* begin Document text *

Live album by The Smashing Pumpkins
- Released: 2002
- Recorded: 1991–1994
- Genre: Alternative rock
- Length: 75:41
- Label: Virgin
- Producer: Butch Vig, Billy Corgan and James Iha

The Smashing Pumpkins chronology
| Rotten Apples (2001) | Earphoria (2002) | Zeitgeist (2007) |

= Earphoria =

Earphoria is a live album by American alternative rock band The Smashing Pumpkins. It is the soundtrack of the band's Vieuphoria video. While the video has been widely available since its initial release, the CD was initially released as a limited number (under 1000) of promo copies in 1994, and was subsequently heavily bootlegged. In 2002, Vieuphoria was reissued on DVD and Earphoria finally earned a commercial release.

* end Document text *

# [Required task]
Please extract the passage of the Earphoria article between "Live album by The" and "a commercial release.", inclusive, copying it word for word.

* begin Recorded data *

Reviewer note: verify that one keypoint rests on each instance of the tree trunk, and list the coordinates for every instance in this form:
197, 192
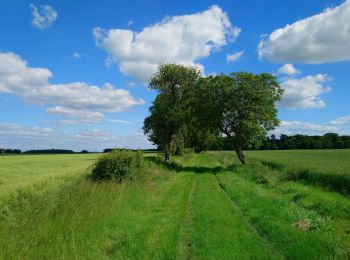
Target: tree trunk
167, 153
240, 155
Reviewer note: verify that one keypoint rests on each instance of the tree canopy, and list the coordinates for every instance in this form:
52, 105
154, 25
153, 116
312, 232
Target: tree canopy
190, 110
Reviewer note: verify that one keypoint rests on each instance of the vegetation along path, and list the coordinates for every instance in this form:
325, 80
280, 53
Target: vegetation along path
203, 207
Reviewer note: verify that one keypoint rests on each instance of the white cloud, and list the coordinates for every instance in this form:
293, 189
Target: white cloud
288, 69
340, 121
79, 116
119, 121
26, 138
304, 92
76, 55
297, 127
234, 56
32, 85
44, 17
16, 76
80, 95
182, 39
317, 39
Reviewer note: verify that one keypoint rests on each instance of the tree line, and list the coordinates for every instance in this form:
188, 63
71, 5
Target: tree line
190, 110
285, 142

* end Recorded data *

# [Task response]
Live album by The Smashing Pumpkins
- Released: 2002
- Recorded: 1991–1994
- Genre: Alternative rock
- Length: 75:41
- Label: Virgin
- Producer: Butch Vig, Billy Corgan and James Iha

The Smashing Pumpkins chronology
| Rotten Apples (2001) | Earphoria (2002) | Zeitgeist (2007) |

= Earphoria =

Earphoria is a live album by American alternative rock band The Smashing Pumpkins. It is the soundtrack of the band's Vieuphoria video. While the video has been widely available since its initial release, the CD was initially released as a limited number (under 1000) of promo copies in 1994, and was subsequently heavily bootlegged. In 2002, Vieuphoria was reissued on DVD and Earphoria finally earned a commercial release.